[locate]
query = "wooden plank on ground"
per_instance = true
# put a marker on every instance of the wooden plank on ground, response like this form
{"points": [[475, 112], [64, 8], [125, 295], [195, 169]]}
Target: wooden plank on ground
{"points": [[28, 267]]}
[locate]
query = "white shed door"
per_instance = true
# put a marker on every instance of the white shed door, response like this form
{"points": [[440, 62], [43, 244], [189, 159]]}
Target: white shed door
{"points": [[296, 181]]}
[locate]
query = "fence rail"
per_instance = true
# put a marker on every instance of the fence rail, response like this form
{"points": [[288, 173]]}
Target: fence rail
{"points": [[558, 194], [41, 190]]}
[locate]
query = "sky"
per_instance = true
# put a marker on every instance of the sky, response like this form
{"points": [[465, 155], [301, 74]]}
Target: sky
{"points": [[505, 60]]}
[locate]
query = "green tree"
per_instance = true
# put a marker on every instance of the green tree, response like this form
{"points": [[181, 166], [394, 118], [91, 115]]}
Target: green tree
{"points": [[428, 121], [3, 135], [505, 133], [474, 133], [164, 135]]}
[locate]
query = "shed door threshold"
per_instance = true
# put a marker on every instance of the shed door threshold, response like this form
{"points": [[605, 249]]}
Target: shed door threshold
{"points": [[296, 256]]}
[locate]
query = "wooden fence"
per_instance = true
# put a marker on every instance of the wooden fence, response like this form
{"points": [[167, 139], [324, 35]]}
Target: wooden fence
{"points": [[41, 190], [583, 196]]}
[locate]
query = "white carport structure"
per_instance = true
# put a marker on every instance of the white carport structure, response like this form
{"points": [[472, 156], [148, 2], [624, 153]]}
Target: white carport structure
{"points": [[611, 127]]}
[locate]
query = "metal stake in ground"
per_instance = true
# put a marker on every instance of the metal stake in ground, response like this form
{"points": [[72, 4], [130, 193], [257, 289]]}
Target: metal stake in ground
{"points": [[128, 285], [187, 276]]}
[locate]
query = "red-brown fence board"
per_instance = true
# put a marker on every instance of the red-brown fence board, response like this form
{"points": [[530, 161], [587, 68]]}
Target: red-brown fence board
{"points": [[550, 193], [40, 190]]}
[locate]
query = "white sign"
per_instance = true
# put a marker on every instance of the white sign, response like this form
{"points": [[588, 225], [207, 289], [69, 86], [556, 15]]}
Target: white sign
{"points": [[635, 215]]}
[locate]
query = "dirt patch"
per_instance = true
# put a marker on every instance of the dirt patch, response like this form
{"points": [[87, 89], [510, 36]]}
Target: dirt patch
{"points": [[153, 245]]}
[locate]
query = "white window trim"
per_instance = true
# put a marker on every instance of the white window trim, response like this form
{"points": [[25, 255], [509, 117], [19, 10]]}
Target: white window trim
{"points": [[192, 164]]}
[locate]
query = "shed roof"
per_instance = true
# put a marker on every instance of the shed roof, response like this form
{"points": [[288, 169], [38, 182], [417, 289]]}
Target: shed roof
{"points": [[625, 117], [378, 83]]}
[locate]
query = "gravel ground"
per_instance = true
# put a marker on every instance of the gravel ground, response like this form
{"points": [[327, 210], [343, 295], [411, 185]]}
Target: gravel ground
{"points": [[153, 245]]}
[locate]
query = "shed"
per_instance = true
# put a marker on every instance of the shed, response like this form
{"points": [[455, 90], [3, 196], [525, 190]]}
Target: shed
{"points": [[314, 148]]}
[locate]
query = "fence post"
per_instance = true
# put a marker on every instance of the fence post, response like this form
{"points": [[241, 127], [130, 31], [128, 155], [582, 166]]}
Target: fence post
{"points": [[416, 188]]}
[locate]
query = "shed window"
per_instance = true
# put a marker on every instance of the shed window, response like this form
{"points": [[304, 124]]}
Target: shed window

Work item: All the entries should be written out again precisely.

Task response:
[locate]
query = "wooden plank on ground"
per_instance = true
# put a marker on every instance of the wooden plank on ground, response like this form
{"points": [[475, 112], [64, 8], [125, 295], [195, 169]]}
Target: wooden plank on ground
{"points": [[28, 267]]}
[locate]
query = "white shed door"
per_instance = true
# put a marker on every instance of the white shed door, response like this form
{"points": [[440, 62], [43, 244], [189, 159]]}
Target: white shed door
{"points": [[296, 181]]}
[locate]
query = "fence rail"
per_instance = true
# put a marker on every instance of the fence rail, response like this form
{"points": [[288, 173]]}
Target: fence rail
{"points": [[558, 194], [41, 190]]}
[locate]
query = "sky"
per_instance = true
# put a marker on every instance of the sky, response like this form
{"points": [[465, 155], [301, 74]]}
Target: sky
{"points": [[505, 60]]}
[locate]
query = "green tree"
per_instance = true
# put a marker on every instance of the green tree, response like this form
{"points": [[181, 166], [394, 118], [91, 115]]}
Target: green tree
{"points": [[428, 121], [3, 135], [505, 133], [474, 133], [164, 135]]}
[locate]
query = "shed door threshold"
per_instance = true
# put a marker on every instance of the shed door threshold, response like this form
{"points": [[605, 249]]}
Target: shed door threshold
{"points": [[296, 256]]}
[locate]
query = "wooden fence"
per_instance = true
# put a marker on every instance of the wooden fence, response like this form
{"points": [[167, 139], [324, 35]]}
Target: wooden fence
{"points": [[41, 190], [583, 196]]}
[locate]
query = "white carport structure"
per_instance = true
# put a marker on every instance of the white carport structure, response like this form
{"points": [[472, 156], [148, 2], [624, 153]]}
Target: white carport structure
{"points": [[611, 127]]}
[locate]
query = "metal stake in ground"
per_instance = true
# put a marker on every instance of the metal stake in ground, response like this form
{"points": [[72, 4], [130, 193], [257, 289]]}
Target: metal stake in ground
{"points": [[128, 285], [187, 276]]}
[locate]
query = "red-brown fence board"
per_instance = true
# put a marker on every instance of the red-brown fence board, response like this form
{"points": [[530, 161], [587, 68]]}
Target: red-brown fence board
{"points": [[550, 193], [40, 190]]}
[locate]
query = "white sign"
per_instance = true
# put a marker on every instance of the white sign, response like this form
{"points": [[588, 225], [207, 289], [69, 86], [556, 15]]}
Target: white sign
{"points": [[635, 215]]}
[locate]
query = "dirt patch"
per_instance = true
# put a marker on every instance of the dirt patch, response like this form
{"points": [[87, 89], [510, 36]]}
Target: dirt patch
{"points": [[153, 245]]}
[locate]
query = "white window trim"
per_instance = true
# put a marker on every instance of the white window trim, response like this form
{"points": [[25, 255], [509, 117], [19, 10]]}
Target: white window trim
{"points": [[192, 164]]}
[locate]
query = "shed roof"
per_instance = true
# put a marker on every instance of the shed roof, response like this form
{"points": [[288, 169], [38, 182], [417, 289]]}
Target: shed roof
{"points": [[625, 117], [378, 83]]}
[locate]
query = "gravel ground"
per_instance = true
# put a marker on every instance of the gravel ground, response like this form
{"points": [[327, 210], [343, 295], [411, 185]]}
Target: gravel ground
{"points": [[153, 245]]}
[locate]
query = "shed"
per_instance = true
# put a marker on every instance of the shed, response like this form
{"points": [[455, 90], [3, 196], [525, 190]]}
Target: shed
{"points": [[314, 148]]}
[locate]
query = "fence post"
per_instance = true
# put a marker on every instance of the fence post, response like this form
{"points": [[241, 127], [130, 31], [128, 155], [582, 166]]}
Target: fence post
{"points": [[416, 188]]}
[locate]
query = "shed window"
per_instance = true
# put a marker on every instance of the shed window, response like this form
{"points": [[304, 124]]}
Target: shed window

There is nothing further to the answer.